Required task: Copy the records below word for word, starting at the line with "Target: bmw logo sign" and ending at the line with "(1059, 741)". Include both of those lines and nothing else.

%%

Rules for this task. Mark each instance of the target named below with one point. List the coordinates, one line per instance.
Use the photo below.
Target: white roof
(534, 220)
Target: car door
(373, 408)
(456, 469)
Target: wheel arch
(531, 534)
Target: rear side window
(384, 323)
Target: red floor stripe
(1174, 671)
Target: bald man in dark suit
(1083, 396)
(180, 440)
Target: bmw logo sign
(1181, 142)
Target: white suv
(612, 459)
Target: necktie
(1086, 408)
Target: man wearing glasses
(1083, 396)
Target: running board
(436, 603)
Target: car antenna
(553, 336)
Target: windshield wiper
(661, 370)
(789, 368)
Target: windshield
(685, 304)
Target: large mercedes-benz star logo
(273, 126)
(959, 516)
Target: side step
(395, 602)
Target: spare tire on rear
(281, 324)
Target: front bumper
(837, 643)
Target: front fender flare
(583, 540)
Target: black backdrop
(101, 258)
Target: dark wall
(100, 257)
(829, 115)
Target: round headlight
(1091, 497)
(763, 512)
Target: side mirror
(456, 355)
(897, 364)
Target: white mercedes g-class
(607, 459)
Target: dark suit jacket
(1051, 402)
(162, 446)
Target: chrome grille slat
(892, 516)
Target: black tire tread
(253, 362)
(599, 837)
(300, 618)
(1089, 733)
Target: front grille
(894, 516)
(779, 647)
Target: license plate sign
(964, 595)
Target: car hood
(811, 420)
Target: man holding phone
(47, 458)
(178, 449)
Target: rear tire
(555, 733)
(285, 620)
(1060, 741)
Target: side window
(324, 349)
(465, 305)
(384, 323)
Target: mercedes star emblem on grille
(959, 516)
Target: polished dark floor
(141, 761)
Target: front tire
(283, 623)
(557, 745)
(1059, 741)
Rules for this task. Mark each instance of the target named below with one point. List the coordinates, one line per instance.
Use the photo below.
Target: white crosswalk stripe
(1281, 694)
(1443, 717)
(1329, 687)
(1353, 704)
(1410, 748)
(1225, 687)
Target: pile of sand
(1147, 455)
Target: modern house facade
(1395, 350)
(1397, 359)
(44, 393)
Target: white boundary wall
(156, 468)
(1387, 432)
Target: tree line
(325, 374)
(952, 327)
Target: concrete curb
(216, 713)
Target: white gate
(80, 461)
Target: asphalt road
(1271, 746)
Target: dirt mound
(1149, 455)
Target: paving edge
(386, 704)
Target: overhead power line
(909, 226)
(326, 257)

%%

Full solution:
Target: bmw logo sign
(1181, 142)
Target: white suv
(612, 459)
Target: necktie
(1086, 408)
Target: man wearing glasses
(1083, 396)
Target: running board
(436, 603)
Target: car antenna
(553, 336)
Target: windshield wiper
(661, 370)
(789, 368)
Target: windshield
(685, 304)
Target: large mercedes-benz star logo
(273, 126)
(959, 516)
Target: side step
(395, 602)
Target: spare tire on rear
(281, 324)
Target: front bumper
(837, 643)
Target: front fender flare
(583, 540)
Target: black backdrop
(101, 258)
Target: dark wall
(100, 257)
(829, 115)
Target: round headlight
(1091, 497)
(763, 512)
Target: side mirror
(456, 355)
(897, 364)
Target: white mercedes g-class
(607, 459)
Target: dark suit jacket
(1051, 402)
(162, 446)
Target: chrome grille slat
(892, 516)
Target: black tire tread
(253, 362)
(599, 837)
(300, 618)
(1089, 733)
Target: front grille
(894, 516)
(779, 647)
Target: license plate sign
(964, 595)
Target: car hood
(811, 420)
Target: man holding phone
(47, 458)
(178, 449)
Target: rear tire
(555, 733)
(285, 620)
(1060, 741)
Target: side window
(324, 349)
(465, 305)
(384, 323)
Target: mercedes star emblem on grille
(959, 516)
Target: polished dark floor
(141, 761)
Target: front tire
(283, 623)
(557, 745)
(1059, 741)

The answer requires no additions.